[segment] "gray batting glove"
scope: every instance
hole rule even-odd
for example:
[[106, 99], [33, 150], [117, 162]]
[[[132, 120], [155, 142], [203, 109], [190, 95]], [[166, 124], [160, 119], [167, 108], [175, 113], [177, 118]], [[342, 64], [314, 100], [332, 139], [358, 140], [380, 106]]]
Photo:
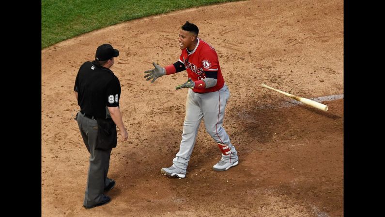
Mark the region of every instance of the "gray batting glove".
[[154, 83], [154, 82], [156, 80], [157, 78], [159, 78], [159, 77], [162, 77], [162, 76], [166, 74], [166, 69], [164, 68], [160, 67], [158, 65], [156, 65], [155, 62], [153, 62], [153, 65], [154, 65], [155, 68], [153, 69], [148, 70], [144, 72], [144, 73], [147, 73], [147, 75], [144, 76], [145, 78], [147, 78], [146, 79], [146, 81], [149, 81], [152, 78], [154, 78], [152, 81], [151, 81], [152, 83]]
[[188, 80], [182, 84], [178, 85], [175, 87], [175, 89], [178, 90], [181, 88], [191, 88], [194, 89], [195, 86], [195, 83], [191, 81], [191, 78], [188, 78]]

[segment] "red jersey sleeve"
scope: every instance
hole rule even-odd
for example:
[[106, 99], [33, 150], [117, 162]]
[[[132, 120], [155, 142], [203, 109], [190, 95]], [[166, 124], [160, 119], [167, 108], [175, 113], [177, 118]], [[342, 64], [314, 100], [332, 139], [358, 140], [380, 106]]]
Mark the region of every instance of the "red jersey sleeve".
[[216, 72], [218, 71], [219, 61], [216, 51], [211, 46], [205, 46], [203, 52], [201, 52], [200, 63], [203, 71]]

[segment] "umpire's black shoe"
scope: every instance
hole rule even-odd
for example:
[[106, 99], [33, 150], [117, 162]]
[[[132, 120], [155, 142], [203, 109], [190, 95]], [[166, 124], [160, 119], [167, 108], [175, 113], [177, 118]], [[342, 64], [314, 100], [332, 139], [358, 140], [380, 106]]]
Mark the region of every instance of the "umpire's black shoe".
[[115, 180], [110, 179], [109, 183], [108, 183], [108, 184], [107, 185], [107, 186], [104, 188], [104, 191], [107, 192], [109, 191], [110, 190], [113, 188], [116, 184], [116, 182], [115, 182]]
[[109, 203], [110, 201], [111, 201], [111, 198], [108, 196], [105, 195], [104, 200], [100, 203], [95, 204], [93, 206], [87, 206], [83, 205], [83, 206], [84, 206], [86, 209], [88, 209], [96, 207], [96, 206], [102, 206], [104, 204], [107, 204], [107, 203]]

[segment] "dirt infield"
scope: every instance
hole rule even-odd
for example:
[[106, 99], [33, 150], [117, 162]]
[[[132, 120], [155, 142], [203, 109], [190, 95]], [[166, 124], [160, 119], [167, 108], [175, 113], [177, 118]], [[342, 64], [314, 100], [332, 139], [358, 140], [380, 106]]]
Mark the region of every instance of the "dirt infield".
[[[42, 216], [339, 217], [343, 216], [343, 99], [324, 112], [261, 87], [312, 98], [343, 94], [343, 2], [251, 0], [132, 20], [42, 51]], [[174, 63], [186, 20], [216, 48], [230, 90], [223, 126], [238, 166], [220, 158], [203, 124], [185, 179], [160, 172], [179, 150], [187, 89], [185, 72], [151, 84], [151, 62]], [[83, 206], [87, 152], [73, 110], [79, 66], [108, 43], [122, 85], [128, 141], [112, 150], [108, 204]], [[203, 126], [202, 126], [203, 125]], [[154, 134], [156, 135], [154, 136]]]

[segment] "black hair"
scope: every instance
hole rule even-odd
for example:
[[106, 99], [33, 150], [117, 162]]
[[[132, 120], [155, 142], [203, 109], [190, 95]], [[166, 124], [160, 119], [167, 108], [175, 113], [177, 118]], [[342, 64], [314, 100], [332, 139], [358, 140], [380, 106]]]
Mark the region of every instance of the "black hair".
[[182, 26], [182, 27], [181, 28], [182, 30], [185, 30], [185, 31], [194, 33], [197, 35], [198, 35], [198, 33], [199, 33], [199, 29], [198, 29], [198, 27], [196, 26], [194, 23], [191, 23], [188, 21], [186, 21], [186, 23], [183, 24], [183, 26]]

(Do this): Please pick out every line in the items above that contains the string "black", treating uppercase and lowercase as different.

(Exercise solution):
[segment] "umpire's black shoe"
Mark the region of every instance of the "umpire's black shoe".
[segment] "black hair"
Mark the region of every instance of the "black hair".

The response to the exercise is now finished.